___ Extracted information ___

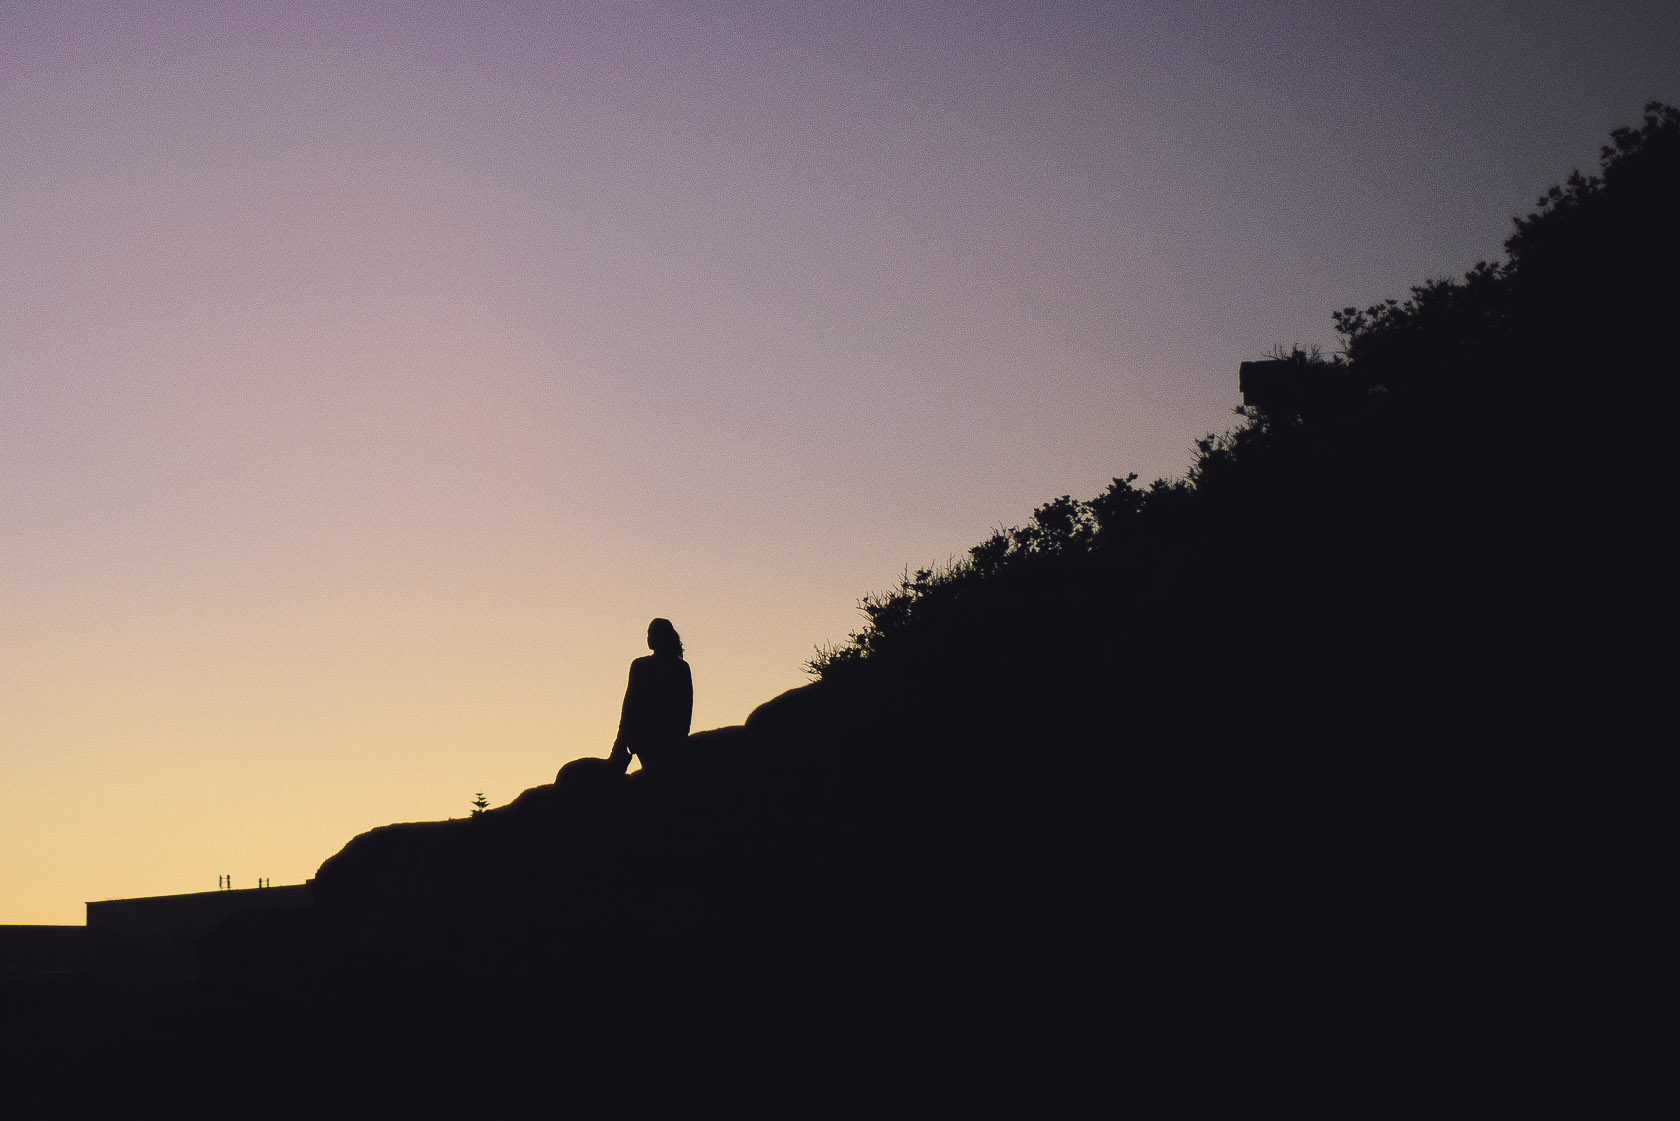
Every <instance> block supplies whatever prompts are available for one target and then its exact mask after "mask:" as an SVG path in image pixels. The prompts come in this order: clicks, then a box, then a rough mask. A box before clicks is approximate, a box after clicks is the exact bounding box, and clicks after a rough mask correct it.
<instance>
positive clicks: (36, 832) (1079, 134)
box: [0, 0, 1680, 923]
mask: <svg viewBox="0 0 1680 1121" xmlns="http://www.w3.org/2000/svg"><path fill="white" fill-rule="evenodd" d="M1677 64H1680V5H1673V3H1672V2H1668V0H1665V2H1651V3H1614V2H1609V3H1556V2H1534V0H1527V2H1520V3H1519V2H1510V3H1462V2H1455V3H1393V2H1391V0H1384V2H1383V3H1366V2H1347V0H1339V2H1336V3H1211V2H1206V3H1095V2H1084V3H1055V2H1045V0H1037V2H1013V0H1010V2H996V3H991V2H984V0H959V2H939V3H914V2H902V3H884V2H874V0H855V2H847V3H815V2H796V0H781V2H776V3H753V2H731V3H706V2H696V0H682V2H645V3H558V2H556V3H491V2H484V0H477V2H474V3H425V2H420V0H405V2H396V3H309V2H297V0H287V3H274V2H272V0H264V2H260V3H237V2H217V3H197V5H195V3H74V2H50V3H49V2H44V3H15V2H5V0H0V86H3V89H0V203H3V215H5V222H3V225H0V261H3V269H0V797H3V808H0V923H79V921H82V903H84V901H87V899H106V897H121V896H141V894H168V892H181V891H210V889H213V887H215V884H217V877H218V876H220V874H232V876H234V879H235V884H239V886H255V882H257V877H259V876H260V877H269V879H272V881H274V882H276V884H282V882H299V881H302V879H306V877H309V876H311V874H312V872H314V869H316V867H318V866H319V864H321V860H323V859H326V857H328V855H331V854H333V852H336V850H338V849H339V847H341V845H343V844H344V842H346V840H348V839H349V837H351V835H354V834H358V832H361V830H366V829H371V827H375V825H381V824H386V822H393V820H422V818H440V817H459V815H464V813H465V812H467V810H469V808H470V807H469V802H470V798H472V795H474V793H475V792H479V790H482V792H484V793H486V795H487V797H489V800H491V802H492V803H497V805H499V803H504V802H507V800H511V798H512V797H516V795H517V793H519V792H521V790H524V788H526V787H533V785H538V783H543V782H549V780H551V778H553V775H554V770H556V768H558V766H559V765H561V763H564V761H566V760H571V758H576V756H580V755H605V751H606V748H608V745H610V741H612V736H613V729H615V726H617V718H618V704H620V699H622V696H623V684H625V671H627V666H628V662H630V659H632V657H637V655H638V654H642V652H645V649H643V630H645V625H647V620H648V618H650V617H654V615H667V617H670V618H672V620H674V622H675V624H677V629H679V630H680V632H682V635H684V640H685V642H687V647H689V660H690V664H692V666H694V681H696V728H711V726H719V724H731V723H739V721H741V719H743V718H744V716H746V714H748V713H749V711H751V709H753V708H754V706H756V704H759V703H763V701H766V699H769V697H771V696H774V694H776V692H780V691H783V689H788V687H793V686H798V684H801V682H803V681H806V677H805V674H803V671H801V664H803V662H805V660H806V659H808V657H810V655H811V652H813V647H815V645H816V644H822V642H830V640H840V639H843V637H845V635H847V634H848V632H850V630H852V629H855V627H857V625H858V622H860V620H858V615H857V600H858V597H860V595H864V593H867V592H872V590H877V588H882V587H885V585H889V583H890V582H892V580H894V578H895V576H897V575H899V573H900V571H902V570H904V568H906V566H907V565H909V566H917V565H926V563H929V561H944V560H949V558H951V556H958V555H961V553H963V551H964V550H966V548H968V546H969V545H974V543H976V541H979V539H983V538H984V536H986V534H988V531H990V529H991V528H995V526H1000V524H1018V523H1020V521H1023V519H1025V518H1026V516H1028V514H1030V511H1032V508H1033V506H1037V504H1040V503H1043V501H1048V499H1052V497H1055V496H1058V494H1063V492H1067V494H1074V496H1075V497H1090V496H1094V494H1097V492H1099V491H1102V487H1104V486H1105V484H1107V481H1109V477H1110V476H1116V474H1124V472H1127V471H1137V472H1139V474H1142V476H1144V477H1146V479H1149V477H1154V476H1163V474H1181V472H1183V469H1184V467H1186V464H1188V462H1189V452H1191V440H1193V439H1194V437H1198V435H1201V434H1205V432H1208V430H1218V429H1225V427H1230V424H1231V422H1233V417H1231V415H1230V408H1231V407H1233V405H1236V403H1238V398H1236V365H1238V361H1242V360H1245V358H1253V356H1258V355H1260V353H1262V351H1265V350H1267V348H1270V346H1273V345H1292V343H1322V345H1326V348H1334V345H1336V338H1334V334H1332V331H1331V311H1332V309H1334V308H1341V306H1344V304H1349V303H1369V301H1376V299H1381V297H1386V296H1399V294H1404V291H1406V287H1408V286H1411V284H1415V282H1420V281H1423V279H1425V277H1431V276H1443V274H1457V272H1462V271H1463V269H1467V267H1468V266H1472V264H1473V262H1475V261H1477V259H1482V257H1492V255H1495V254H1499V249H1500V242H1502V240H1504V237H1505V235H1507V234H1509V230H1510V218H1512V217H1514V215H1517V213H1524V212H1525V210H1527V208H1530V207H1532V203H1534V200H1536V197H1537V195H1539V193H1541V192H1542V190H1544V188H1546V187H1547V185H1551V183H1554V182H1557V180H1561V178H1562V176H1564V175H1566V173H1567V171H1569V170H1571V168H1578V166H1579V168H1593V166H1596V153H1598V146H1599V145H1601V143H1603V141H1604V138H1606V134H1608V131H1609V129H1611V128H1614V126H1620V124H1633V123H1636V121H1638V116H1640V108H1641V104H1643V103H1645V101H1650V99H1665V101H1672V103H1675V101H1680V66H1677ZM1418 469H1420V474H1423V476H1428V474H1450V472H1452V469H1453V466H1452V464H1446V462H1428V461H1420V466H1418ZM1210 595H1221V597H1231V603H1233V608H1236V607H1238V600H1236V597H1238V590H1235V588H1231V590H1218V588H1211V590H1210ZM1139 657H1147V650H1139Z"/></svg>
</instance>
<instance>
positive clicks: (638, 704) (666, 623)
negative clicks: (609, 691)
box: [610, 618, 694, 771]
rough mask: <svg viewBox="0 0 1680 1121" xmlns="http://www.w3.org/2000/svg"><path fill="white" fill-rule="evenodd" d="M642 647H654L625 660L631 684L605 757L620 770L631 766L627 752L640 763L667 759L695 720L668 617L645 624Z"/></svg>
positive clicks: (690, 682)
mask: <svg viewBox="0 0 1680 1121" xmlns="http://www.w3.org/2000/svg"><path fill="white" fill-rule="evenodd" d="M647 647H648V649H650V650H654V652H652V654H650V655H647V657H638V659H637V660H633V662H630V686H628V687H627V689H625V708H623V716H620V718H618V738H617V739H615V741H613V753H612V756H610V758H612V761H613V765H615V770H620V771H622V770H625V768H628V766H630V756H632V755H635V756H638V758H640V760H642V766H655V768H657V766H659V765H660V763H662V761H670V758H672V756H674V755H677V751H679V750H680V748H682V741H684V739H687V738H689V721H690V719H694V677H692V676H690V674H689V664H687V662H684V660H682V639H679V637H677V629H675V627H672V625H670V620H669V618H655V620H654V622H650V624H648V625H647Z"/></svg>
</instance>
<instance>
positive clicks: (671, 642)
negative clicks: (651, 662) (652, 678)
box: [647, 618, 682, 657]
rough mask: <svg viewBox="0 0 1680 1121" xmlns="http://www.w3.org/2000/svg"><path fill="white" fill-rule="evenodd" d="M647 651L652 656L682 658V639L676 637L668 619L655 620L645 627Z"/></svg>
mask: <svg viewBox="0 0 1680 1121" xmlns="http://www.w3.org/2000/svg"><path fill="white" fill-rule="evenodd" d="M647 649H650V650H654V654H670V655H672V657H682V639H679V637H677V629H675V627H672V625H670V620H669V618H655V620H654V622H650V624H648V625H647Z"/></svg>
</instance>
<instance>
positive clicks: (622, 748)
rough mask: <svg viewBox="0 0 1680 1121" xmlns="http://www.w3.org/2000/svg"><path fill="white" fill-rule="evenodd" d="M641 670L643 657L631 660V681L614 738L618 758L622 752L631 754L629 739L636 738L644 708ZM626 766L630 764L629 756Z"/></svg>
mask: <svg viewBox="0 0 1680 1121" xmlns="http://www.w3.org/2000/svg"><path fill="white" fill-rule="evenodd" d="M640 671H642V659H637V660H633V662H630V682H628V684H627V686H625V703H623V708H622V709H618V738H617V739H613V758H618V755H620V753H623V755H625V756H628V755H630V745H628V741H630V739H633V738H635V724H637V718H638V714H640V708H642V689H640V684H642V682H640V676H642V674H640ZM625 766H628V758H627V760H625Z"/></svg>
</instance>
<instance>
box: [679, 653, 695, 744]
mask: <svg viewBox="0 0 1680 1121" xmlns="http://www.w3.org/2000/svg"><path fill="white" fill-rule="evenodd" d="M692 724H694V674H692V672H690V671H689V664H687V662H682V736H684V739H687V736H689V728H690V726H692Z"/></svg>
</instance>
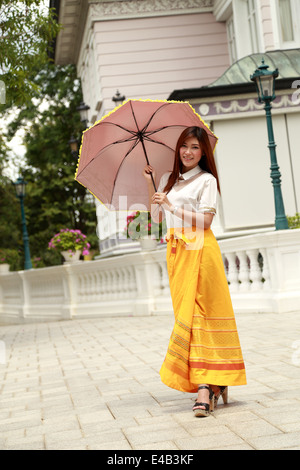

___

Reproduce the entries starting at the beginning and ending at the line containing "box: [0, 0, 1680, 923]". Replace every "rough mask" with "coarse mask", leave everything else unchanged, and omit the pictures.

■ **Answer box**:
Every <instance> block supplies whatever prompts are available for one target and then its exact mask after "mask:" as an SVG path in image pixels. The prompts come in this order: clicks, then a box, then a coarse mask. A box before clicks is approximate, a box after clicks is the exact bounding box, and clicks after a coarse mask correct it.
<instance>
positive clicks: (36, 832) (1079, 134)
box: [0, 0, 1680, 923]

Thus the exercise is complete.